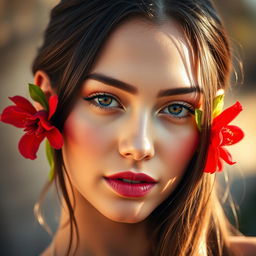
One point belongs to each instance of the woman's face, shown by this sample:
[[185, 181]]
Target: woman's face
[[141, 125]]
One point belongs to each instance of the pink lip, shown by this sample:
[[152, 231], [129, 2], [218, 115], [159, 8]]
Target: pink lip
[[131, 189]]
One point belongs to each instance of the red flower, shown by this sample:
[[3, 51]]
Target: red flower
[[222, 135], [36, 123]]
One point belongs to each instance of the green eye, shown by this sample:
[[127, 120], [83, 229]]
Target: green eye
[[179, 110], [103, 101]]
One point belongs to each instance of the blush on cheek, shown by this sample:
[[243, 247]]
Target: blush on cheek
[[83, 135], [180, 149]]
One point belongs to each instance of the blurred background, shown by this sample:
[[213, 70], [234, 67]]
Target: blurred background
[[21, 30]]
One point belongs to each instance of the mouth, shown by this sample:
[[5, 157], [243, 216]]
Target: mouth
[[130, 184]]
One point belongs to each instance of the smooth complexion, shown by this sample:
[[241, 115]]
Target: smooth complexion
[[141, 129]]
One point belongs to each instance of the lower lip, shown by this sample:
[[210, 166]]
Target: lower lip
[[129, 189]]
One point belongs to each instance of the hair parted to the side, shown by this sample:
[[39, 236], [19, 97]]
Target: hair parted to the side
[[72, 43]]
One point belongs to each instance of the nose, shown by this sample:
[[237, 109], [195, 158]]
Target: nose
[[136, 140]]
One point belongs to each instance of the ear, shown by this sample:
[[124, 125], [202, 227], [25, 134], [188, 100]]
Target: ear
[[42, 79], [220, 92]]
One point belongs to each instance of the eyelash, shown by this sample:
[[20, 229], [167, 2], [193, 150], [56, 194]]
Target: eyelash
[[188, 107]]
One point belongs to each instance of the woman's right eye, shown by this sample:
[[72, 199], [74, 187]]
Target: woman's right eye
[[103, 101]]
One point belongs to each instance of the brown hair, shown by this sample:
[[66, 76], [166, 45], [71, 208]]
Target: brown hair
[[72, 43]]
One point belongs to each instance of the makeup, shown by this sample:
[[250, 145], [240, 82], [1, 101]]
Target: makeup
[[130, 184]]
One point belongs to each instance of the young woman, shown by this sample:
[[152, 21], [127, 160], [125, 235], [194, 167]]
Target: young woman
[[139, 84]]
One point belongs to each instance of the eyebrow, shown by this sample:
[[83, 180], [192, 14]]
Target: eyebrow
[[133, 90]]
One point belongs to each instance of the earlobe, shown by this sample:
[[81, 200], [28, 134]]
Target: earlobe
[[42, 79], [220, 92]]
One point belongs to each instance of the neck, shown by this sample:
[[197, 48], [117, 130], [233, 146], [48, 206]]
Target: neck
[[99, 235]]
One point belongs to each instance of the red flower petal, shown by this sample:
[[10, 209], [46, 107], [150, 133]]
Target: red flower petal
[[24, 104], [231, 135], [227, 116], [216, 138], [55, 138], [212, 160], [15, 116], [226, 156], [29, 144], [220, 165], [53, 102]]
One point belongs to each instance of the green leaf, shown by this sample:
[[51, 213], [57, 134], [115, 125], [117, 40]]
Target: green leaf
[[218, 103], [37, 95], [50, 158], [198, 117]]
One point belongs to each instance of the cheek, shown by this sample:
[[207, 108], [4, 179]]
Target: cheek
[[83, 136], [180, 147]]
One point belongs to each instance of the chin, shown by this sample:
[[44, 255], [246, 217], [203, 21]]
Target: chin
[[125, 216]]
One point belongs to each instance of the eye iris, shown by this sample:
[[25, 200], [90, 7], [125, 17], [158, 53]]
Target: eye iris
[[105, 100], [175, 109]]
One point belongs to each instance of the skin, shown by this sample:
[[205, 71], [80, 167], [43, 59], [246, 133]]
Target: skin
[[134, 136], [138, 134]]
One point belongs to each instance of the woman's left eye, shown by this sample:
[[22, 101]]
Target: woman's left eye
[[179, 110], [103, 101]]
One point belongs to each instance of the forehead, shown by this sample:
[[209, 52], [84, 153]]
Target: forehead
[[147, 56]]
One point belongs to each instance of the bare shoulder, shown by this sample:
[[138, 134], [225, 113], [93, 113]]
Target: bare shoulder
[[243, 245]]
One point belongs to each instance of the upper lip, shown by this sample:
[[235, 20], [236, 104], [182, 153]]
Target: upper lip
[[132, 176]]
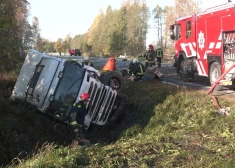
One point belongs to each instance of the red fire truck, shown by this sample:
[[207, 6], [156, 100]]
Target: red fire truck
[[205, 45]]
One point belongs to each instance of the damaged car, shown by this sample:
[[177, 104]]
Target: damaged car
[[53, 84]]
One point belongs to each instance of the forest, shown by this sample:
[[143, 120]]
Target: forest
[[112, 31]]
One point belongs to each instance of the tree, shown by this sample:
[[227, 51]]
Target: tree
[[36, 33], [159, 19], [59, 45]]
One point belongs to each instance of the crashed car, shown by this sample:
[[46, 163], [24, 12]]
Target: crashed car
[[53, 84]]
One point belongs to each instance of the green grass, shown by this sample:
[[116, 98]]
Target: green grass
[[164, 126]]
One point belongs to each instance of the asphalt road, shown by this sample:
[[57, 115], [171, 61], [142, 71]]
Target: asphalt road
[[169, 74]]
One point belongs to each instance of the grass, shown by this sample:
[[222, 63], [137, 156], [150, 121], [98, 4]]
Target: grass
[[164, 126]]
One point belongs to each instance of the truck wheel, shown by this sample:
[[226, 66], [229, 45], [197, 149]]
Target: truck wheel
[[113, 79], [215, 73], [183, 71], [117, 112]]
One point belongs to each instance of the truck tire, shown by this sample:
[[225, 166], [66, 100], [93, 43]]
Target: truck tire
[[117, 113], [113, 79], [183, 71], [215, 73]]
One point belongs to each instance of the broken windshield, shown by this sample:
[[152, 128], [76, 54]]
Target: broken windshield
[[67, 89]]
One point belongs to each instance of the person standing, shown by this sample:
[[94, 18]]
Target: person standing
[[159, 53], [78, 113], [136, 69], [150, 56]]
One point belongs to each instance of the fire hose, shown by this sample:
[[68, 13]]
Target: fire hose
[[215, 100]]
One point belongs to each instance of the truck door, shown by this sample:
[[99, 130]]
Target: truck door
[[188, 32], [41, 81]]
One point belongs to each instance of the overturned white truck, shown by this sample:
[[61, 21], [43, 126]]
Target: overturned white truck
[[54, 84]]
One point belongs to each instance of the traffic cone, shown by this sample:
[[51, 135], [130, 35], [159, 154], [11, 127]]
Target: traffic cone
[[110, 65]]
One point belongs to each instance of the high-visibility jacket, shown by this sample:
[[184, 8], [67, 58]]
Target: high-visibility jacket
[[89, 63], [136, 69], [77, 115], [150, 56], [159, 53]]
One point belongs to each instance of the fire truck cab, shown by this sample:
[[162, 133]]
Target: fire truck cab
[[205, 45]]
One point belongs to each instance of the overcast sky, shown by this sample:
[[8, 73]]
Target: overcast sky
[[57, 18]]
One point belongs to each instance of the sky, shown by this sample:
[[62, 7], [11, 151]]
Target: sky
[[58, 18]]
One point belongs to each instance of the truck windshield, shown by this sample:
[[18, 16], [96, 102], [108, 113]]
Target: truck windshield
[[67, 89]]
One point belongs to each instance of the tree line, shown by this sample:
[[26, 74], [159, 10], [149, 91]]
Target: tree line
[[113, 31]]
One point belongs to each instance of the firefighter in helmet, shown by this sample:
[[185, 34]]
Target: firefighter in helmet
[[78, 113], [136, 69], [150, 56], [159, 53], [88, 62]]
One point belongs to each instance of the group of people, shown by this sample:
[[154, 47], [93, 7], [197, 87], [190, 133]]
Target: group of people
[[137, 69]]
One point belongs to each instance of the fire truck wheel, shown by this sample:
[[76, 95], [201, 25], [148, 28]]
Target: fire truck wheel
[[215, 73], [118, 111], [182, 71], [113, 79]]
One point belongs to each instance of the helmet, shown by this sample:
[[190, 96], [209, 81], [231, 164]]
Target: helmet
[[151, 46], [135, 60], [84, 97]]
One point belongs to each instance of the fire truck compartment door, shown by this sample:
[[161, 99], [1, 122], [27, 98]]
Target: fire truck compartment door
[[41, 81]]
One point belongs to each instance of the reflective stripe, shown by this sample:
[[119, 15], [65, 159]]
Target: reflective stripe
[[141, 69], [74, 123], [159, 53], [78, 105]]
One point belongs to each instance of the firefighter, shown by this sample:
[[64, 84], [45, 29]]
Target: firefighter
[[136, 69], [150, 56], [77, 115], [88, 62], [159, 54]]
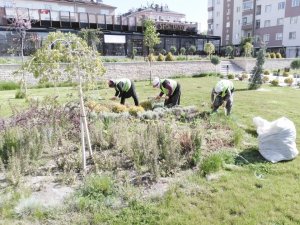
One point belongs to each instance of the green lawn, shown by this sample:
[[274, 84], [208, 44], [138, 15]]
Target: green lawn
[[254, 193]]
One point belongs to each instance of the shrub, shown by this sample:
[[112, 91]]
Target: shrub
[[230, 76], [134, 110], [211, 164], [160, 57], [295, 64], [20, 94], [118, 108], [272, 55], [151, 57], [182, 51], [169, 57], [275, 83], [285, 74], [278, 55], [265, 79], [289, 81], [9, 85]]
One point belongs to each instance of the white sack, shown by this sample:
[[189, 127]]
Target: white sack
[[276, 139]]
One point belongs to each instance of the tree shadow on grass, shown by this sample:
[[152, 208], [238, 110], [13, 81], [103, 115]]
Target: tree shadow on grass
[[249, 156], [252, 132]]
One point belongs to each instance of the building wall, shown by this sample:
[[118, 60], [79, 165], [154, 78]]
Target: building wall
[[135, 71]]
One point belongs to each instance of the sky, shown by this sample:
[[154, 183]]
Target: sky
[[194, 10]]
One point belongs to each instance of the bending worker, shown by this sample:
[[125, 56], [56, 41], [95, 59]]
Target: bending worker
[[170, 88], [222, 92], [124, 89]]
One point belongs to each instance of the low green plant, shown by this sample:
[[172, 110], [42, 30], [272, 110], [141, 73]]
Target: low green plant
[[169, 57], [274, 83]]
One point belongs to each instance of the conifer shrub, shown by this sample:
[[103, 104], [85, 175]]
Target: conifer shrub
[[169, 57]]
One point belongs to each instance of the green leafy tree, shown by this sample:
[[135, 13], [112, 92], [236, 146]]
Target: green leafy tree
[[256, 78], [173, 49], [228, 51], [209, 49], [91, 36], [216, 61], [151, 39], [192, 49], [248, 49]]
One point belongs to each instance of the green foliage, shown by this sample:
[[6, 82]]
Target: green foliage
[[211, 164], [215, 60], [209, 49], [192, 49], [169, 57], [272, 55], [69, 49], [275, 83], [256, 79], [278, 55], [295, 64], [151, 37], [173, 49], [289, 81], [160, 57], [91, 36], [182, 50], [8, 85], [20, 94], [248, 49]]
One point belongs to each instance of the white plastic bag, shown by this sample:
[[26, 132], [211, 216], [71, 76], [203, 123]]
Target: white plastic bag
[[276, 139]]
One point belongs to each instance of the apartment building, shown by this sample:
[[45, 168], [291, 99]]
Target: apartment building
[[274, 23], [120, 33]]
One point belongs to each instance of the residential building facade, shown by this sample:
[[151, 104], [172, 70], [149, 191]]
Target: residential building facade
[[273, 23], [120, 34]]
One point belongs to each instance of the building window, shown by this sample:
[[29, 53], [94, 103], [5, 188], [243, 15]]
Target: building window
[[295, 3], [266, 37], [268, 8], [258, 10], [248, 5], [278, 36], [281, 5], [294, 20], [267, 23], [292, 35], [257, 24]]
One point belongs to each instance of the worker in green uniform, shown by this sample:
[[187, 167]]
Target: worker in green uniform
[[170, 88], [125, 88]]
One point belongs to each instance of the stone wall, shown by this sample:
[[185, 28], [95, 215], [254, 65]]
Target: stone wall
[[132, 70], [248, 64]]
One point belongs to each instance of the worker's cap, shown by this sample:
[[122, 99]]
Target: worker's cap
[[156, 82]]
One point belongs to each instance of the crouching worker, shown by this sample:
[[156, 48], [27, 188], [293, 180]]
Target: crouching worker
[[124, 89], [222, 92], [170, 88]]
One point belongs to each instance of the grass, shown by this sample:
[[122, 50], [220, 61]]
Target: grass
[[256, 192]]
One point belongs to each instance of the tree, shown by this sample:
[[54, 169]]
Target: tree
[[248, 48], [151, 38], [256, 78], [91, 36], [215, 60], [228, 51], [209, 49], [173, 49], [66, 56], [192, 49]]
* * * * * * * * *
(What this task involves)
Starting from the line containing "One point belongs to each instance of the crouching", repeat each line through the end of the entries, exactly.

(Solution)
One point belongs to each instance of the crouching worker, shown by this sample:
[[156, 48], [27, 188], [293, 180]]
Target: crouching worker
[[124, 89], [222, 92], [170, 88]]
One point belongs to each instance of the grass, shown by this sample:
[[122, 50], [220, 61]]
Target: grass
[[256, 192]]
One point belongs to each instance of the tree, shown by this sample:
[[54, 169]]
Target: tree
[[248, 48], [151, 38], [256, 78], [91, 36], [215, 60], [228, 51], [209, 49], [173, 49], [66, 56], [192, 49]]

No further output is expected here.